• [Excerpt]
Tuesday, November 19, 2024

Constructor: Erik Agard

Relative difficulty: Challenging (for a Tuesday)


THEME: TIME BUDGET (62A: What 17- and 38-Across combine to form?) — familiar verb phrases clued as if they were part of a time management plan:

Theme answers:
  • SAVE THE DAY (17A: Find a way to avert disaster)
  • SPEND THE NIGHT (38A: Have a sleepover)
Word of the Day: SHA'CARRI Richardson (38D: Track-and-field star Richardson) —
Sha'Carri Richardson
 (/ʃəˈkær/ shə-KERREE; born March 25, 2000) is an American track and field sprinter who competes in the 100 metres and 200 metres. Richardson rose to fame in 2019 as a freshman at Louisiana State University, running 10.75 seconds to break the 100 m collegiate record at the NCAA Division I Championships. This winning time made her one of the ten fastest women in history at 19 years old. [...] In July 2023, she became the US national champion in the women's 100 metres at the 2023 USA Outdoor Track and Field Championships, running 10.82 seconds. // Richardson won gold in the 100 m at the 2023 World Championships in Budapest, beating Shericka Jackson and Shelly-Ann Fraser-Pryce in a new championships record time of 10.65 seconds. On the penultimate day of the 2023 World Championships, she also won gold as part of Team USA in the women's 4 × 100m relay final with a championship record of 41.03 seconds.[11] On June 22, 2024, Richardson defended her title as the US national champion in the 100-metre sprint event by winning the women's 100m final in 10.71 seconds (WL), qualifying for the 2024 Summer Olympics in Paris, France, where she won the silver medal in the 100m and gold in the 4×100 relay.

• [Task inputs]
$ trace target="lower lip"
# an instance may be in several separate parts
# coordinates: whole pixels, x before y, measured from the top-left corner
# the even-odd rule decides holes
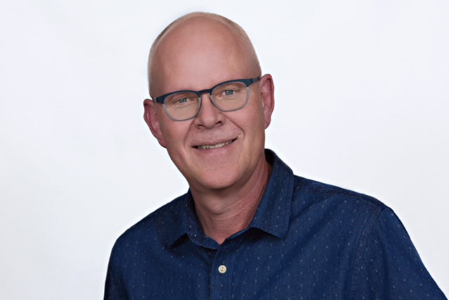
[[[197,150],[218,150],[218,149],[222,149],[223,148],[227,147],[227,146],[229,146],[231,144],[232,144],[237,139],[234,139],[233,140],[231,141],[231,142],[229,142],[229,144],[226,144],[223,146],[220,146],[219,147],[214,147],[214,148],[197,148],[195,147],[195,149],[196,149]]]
==
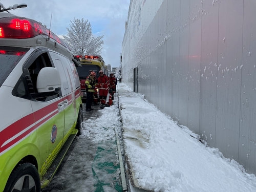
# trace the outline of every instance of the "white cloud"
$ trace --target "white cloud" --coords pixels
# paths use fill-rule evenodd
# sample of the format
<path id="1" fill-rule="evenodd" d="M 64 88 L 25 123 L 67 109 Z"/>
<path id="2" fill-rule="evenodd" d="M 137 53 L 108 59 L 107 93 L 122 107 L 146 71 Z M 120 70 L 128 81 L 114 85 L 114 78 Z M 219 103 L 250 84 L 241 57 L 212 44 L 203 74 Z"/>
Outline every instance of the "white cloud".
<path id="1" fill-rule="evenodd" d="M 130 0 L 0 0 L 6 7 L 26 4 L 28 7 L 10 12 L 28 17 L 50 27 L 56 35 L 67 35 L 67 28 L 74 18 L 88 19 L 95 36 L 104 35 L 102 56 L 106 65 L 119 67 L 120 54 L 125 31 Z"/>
...
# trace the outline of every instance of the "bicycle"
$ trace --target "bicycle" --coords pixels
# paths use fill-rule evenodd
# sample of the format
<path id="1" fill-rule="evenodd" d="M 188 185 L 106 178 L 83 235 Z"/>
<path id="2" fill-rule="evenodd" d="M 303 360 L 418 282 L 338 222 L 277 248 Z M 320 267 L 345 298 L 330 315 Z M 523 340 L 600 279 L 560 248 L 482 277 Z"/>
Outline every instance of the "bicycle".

• [Exercise requirements]
(1) Based on the crossword post, are these statements true? Answer yes or no for each, and quote the words from the post that decide it. (a) The puzzle's constructor is Erik Agard. (b) Richardson won gold in the 100m at the 2024 Summer Olympics. (c) The clue for 38A is "Have a sleepover."
(2) Gather each line of the rows that contains the string "every". Case counts.
The rows are unrelated to the crossword post.

• [Task-by-task answers]
(1)
(a) Yes: "Constructor: Erik Agard"
(b) No: "where she won the silver medal in the 100m"
(c) Yes: "SPEND THE NIGHT (38A: Have a sleepover)"

(2)
# trace the outline of every instance of the "white cloud"
Outline every instance of the "white cloud".
# trace the outline of every instance of the "bicycle"
Outline every instance of the "bicycle".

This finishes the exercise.